— Start Dataset records —

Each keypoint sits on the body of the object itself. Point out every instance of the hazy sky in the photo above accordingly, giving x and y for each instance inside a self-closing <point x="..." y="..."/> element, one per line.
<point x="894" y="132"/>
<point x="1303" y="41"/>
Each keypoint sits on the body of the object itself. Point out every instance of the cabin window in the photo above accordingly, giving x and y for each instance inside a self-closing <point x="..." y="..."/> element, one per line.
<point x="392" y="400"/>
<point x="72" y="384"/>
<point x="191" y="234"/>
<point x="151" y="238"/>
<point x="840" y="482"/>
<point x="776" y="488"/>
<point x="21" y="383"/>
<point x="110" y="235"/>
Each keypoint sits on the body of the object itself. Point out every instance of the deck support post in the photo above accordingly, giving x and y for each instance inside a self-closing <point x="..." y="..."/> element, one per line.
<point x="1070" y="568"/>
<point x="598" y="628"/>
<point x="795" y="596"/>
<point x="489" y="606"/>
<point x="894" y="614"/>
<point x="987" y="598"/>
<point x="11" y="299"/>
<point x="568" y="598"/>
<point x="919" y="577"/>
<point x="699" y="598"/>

— End Dataset records —

Arrange every line of the records above as a numbered list, leaving out any blank lines.

◆ Result of the exercise
1. Each keypoint sits on the body of the object itself. Point out every instance of the hazy sky in the photo above accordingly, giving x and y for each instance inside a self-closing <point x="..." y="..."/> element, one per line.
2. <point x="894" y="132"/>
3. <point x="1303" y="41"/>
4. Each keypoint sits on the body of the object itself. Point out every instance of the cabin window in the photo above accordingly, giving x and y for each instance inside a self-closing <point x="..." y="..."/> element, one per line.
5. <point x="392" y="400"/>
6. <point x="72" y="384"/>
7. <point x="191" y="234"/>
8. <point x="151" y="238"/>
9. <point x="840" y="482"/>
10. <point x="776" y="488"/>
11. <point x="21" y="383"/>
12. <point x="110" y="235"/>
13. Each keypoint sits on the body of the object itself. Point out every instance of the deck support post in the photo above accordingly, giving x and y for each instance inside a self-closing <point x="..." y="..."/> element, one per line.
14. <point x="1070" y="568"/>
15. <point x="598" y="628"/>
16. <point x="795" y="596"/>
17. <point x="489" y="606"/>
18. <point x="894" y="614"/>
19. <point x="987" y="598"/>
20. <point x="11" y="299"/>
21. <point x="568" y="598"/>
22. <point x="919" y="577"/>
23. <point x="699" y="598"/>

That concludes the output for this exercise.